Aim of the exercise: Copy out every line of the data exactly.

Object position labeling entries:

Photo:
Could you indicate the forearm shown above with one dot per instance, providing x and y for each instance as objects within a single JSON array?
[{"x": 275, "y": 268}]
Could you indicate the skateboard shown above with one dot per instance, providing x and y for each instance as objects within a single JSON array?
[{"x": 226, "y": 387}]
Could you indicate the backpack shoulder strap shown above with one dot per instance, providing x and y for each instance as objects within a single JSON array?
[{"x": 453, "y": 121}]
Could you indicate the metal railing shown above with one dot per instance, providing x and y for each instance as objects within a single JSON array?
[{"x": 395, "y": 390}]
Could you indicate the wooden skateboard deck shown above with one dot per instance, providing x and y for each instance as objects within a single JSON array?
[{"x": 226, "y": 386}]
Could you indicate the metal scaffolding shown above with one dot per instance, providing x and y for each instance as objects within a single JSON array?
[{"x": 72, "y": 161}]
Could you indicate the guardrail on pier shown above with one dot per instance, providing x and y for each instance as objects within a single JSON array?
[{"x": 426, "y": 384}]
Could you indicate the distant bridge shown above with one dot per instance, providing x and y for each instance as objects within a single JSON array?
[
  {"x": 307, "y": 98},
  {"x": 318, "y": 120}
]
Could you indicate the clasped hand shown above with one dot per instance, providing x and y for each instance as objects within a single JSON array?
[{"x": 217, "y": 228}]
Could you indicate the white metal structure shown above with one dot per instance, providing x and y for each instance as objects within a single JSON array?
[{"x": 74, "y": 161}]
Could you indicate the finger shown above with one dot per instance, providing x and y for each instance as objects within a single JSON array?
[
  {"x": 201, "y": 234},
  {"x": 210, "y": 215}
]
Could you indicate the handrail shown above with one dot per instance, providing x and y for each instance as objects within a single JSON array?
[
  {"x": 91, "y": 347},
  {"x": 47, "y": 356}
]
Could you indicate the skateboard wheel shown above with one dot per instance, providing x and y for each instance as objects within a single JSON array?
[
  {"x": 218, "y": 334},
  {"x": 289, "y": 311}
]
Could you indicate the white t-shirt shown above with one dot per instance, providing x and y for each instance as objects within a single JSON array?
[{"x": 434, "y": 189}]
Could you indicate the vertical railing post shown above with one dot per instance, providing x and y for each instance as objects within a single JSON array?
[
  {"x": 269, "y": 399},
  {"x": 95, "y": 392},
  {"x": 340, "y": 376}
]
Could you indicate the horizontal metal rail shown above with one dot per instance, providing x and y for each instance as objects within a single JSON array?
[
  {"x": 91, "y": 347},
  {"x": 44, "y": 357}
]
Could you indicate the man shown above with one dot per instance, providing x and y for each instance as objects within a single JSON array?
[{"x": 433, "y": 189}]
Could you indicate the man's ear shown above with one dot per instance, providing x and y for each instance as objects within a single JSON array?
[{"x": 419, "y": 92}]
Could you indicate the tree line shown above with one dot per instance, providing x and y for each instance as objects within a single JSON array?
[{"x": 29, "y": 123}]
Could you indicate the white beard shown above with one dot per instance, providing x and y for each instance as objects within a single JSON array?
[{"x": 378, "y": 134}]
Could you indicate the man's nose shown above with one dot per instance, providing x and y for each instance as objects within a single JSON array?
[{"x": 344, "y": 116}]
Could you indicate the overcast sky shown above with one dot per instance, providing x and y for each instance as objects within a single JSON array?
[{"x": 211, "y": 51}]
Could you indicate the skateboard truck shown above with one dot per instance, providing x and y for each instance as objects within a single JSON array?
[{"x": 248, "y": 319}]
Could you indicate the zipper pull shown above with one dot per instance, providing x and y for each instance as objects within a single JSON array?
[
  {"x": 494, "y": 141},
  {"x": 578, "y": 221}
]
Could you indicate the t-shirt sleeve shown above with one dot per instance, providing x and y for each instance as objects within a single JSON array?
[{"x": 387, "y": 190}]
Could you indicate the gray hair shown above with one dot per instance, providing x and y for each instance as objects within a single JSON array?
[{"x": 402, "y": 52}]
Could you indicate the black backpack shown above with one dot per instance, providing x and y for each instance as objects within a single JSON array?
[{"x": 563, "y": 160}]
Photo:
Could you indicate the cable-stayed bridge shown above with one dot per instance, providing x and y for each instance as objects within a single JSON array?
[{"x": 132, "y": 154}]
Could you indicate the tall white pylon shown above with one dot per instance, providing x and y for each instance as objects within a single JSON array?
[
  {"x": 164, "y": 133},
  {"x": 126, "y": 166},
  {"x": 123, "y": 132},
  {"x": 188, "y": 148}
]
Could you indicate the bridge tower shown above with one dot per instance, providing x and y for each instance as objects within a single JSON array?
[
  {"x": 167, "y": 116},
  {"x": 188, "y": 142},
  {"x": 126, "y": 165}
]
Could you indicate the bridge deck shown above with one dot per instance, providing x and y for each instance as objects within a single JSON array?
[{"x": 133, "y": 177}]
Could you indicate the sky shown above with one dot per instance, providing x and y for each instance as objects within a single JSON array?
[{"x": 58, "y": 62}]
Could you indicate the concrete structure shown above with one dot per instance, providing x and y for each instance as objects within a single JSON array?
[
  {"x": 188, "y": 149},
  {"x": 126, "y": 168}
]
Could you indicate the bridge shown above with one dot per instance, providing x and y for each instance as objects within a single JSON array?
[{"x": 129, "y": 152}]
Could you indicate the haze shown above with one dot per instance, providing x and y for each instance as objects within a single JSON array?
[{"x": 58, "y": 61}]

Written answer:
Photo:
Could you indicate the forearm shown above with one dot per instance, providing x and y for each instance as objects within a single JSON array?
[{"x": 275, "y": 268}]
Could you indicate the skateboard shown above with one dot per instance, providing x and y for each instance as objects within a single JSON array?
[{"x": 226, "y": 387}]
Could you indicate the backpack shoulder strap shown above with one dot per instance, providing x and y for each instance as objects within a single JSON array?
[{"x": 453, "y": 121}]
Could you indicate the metal railing shown above with one dot per instance, providing x and y for each instance as objects within a single JSON array?
[{"x": 395, "y": 390}]
Could you indicate the wooden skateboard deck shown above with one dot per instance, providing x and y for each instance as objects within a single JSON array?
[{"x": 226, "y": 386}]
Could you indicate the metal scaffolding shown above with one dot per instance, providing x and y for each instance as objects within a single JSON array?
[{"x": 72, "y": 161}]
Could you indicate the guardrail on pier shown above with one dot per instance, providing x and y for each instance as objects within a single JSON array?
[{"x": 426, "y": 384}]
Could you indicate the distant bridge shown above with one dot per instance, providing x and y for each instance as objects within a single JSON array?
[
  {"x": 307, "y": 98},
  {"x": 318, "y": 120}
]
Could you indicate the clasped hand shown above with one dot per instance, providing x and y for each instance as objects within a single JSON array?
[{"x": 217, "y": 228}]
Could you indicate the white metal structure shown above with one dot per instance, providing x and y for each instance as objects within a single JSON array?
[{"x": 74, "y": 161}]
Could you indicate the finger shown above with one dot per instance, providing x and y for each instance as objects within a single JSON array?
[
  {"x": 201, "y": 234},
  {"x": 210, "y": 215}
]
Could you indicate the handrail shown above with one dot per instance, providing x and y for each instance as objects within a single JSON array?
[
  {"x": 91, "y": 347},
  {"x": 47, "y": 356}
]
Could you indicate the skateboard wheel shown above with one dot per instance, providing x and y for each instance as objects within a single JSON array?
[
  {"x": 218, "y": 334},
  {"x": 289, "y": 311}
]
Could you indicate the white t-shirt shown above with one dot per instance, providing x and y for each instance as objects within a single JSON array?
[{"x": 434, "y": 189}]
Could you indicate the vertical railing post shown above with one dot per instance, providing x and y for each instance as objects within a single JSON array?
[
  {"x": 269, "y": 399},
  {"x": 95, "y": 392},
  {"x": 340, "y": 376}
]
Could you indicate the horizontal metal rail shown above with one dot per instance, providing x and y for each instance as objects within a single JSON array?
[
  {"x": 91, "y": 347},
  {"x": 44, "y": 357}
]
Could you indicate the man shown above with one dot per instance, providing x and y for each instance as objects within a single JSON array?
[{"x": 433, "y": 189}]
Could you indicate the man's ear shown above with one dot per instance, providing x and y for each instance as objects within a single JSON array?
[{"x": 419, "y": 92}]
Could you indicate the tree line shown above with one dot per instance, providing x and y for each instance as objects within a single JSON array?
[{"x": 29, "y": 123}]
Could you indicate the white beard shown above with one dot per instance, providing x and y for each instance as objects within a single JSON array?
[{"x": 378, "y": 134}]
Could you indicate the man's nose shown above with one dot per instance, providing x and y for each instance as objects within a single JSON array?
[{"x": 344, "y": 116}]
Could you indicate the overcast sky shown above with one dot per instance, providing x and y for each instance as objects within a single JSON array?
[{"x": 211, "y": 51}]
Could you indicate the skateboard truck shown above with one dot per instance, providing x and y for each instance as objects within a single JSON array?
[{"x": 248, "y": 319}]
Could you indicate the zipper pull shown above with one dot per instance, providing x and y for each instance as objects within a single JSON array?
[
  {"x": 494, "y": 141},
  {"x": 578, "y": 221}
]
Could you indicate the t-shirt sleeve shown above with one dot per instance, providing x and y for each instance as objects within a single JSON array?
[{"x": 387, "y": 190}]
Could you indicate the gray hair shown above with one dot per instance, providing x and y for each instance as objects within a single JSON array?
[{"x": 402, "y": 52}]
Could you indicate the black backpack shown above with one dot per instance, providing x and y for each instance as objects within a single JSON array?
[{"x": 563, "y": 160}]
Photo:
Could you indicate the cable-stayed bridge shown above with one dot per instance, providing x and y for each instance as objects within a single JSON array?
[{"x": 132, "y": 154}]
Could you indicate the tall white pylon shown above with one dot per instance, providing x and y for each instance as objects within a single JSON array?
[
  {"x": 164, "y": 133},
  {"x": 126, "y": 166},
  {"x": 123, "y": 132},
  {"x": 188, "y": 148}
]
Could you indicate the bridge tower shown above with one dot per instance, providing x and y for each instance as objects within a single JSON array?
[
  {"x": 167, "y": 116},
  {"x": 188, "y": 142},
  {"x": 126, "y": 165}
]
Could you indicate the bridge deck shown above with one dot per instance, providing x and y for each instance as objects within a single JSON array?
[{"x": 133, "y": 177}]
Could you indicate the sky shown above with one dot per instance, providing x and y for each instance as objects within a single JSON array?
[{"x": 58, "y": 62}]
Could you indicate the concrete structure shown above with one dot per instance, providing x and y for each instance as objects within a single JSON array?
[
  {"x": 188, "y": 149},
  {"x": 126, "y": 168}
]
Could you indicate the bridge shown above with one dot per instance, providing x and y for each instance as objects within a single JSON array?
[{"x": 129, "y": 152}]
Could you indicate the haze shown above with one dot per instance, providing x and y for each instance as objects within a single JSON array?
[{"x": 58, "y": 61}]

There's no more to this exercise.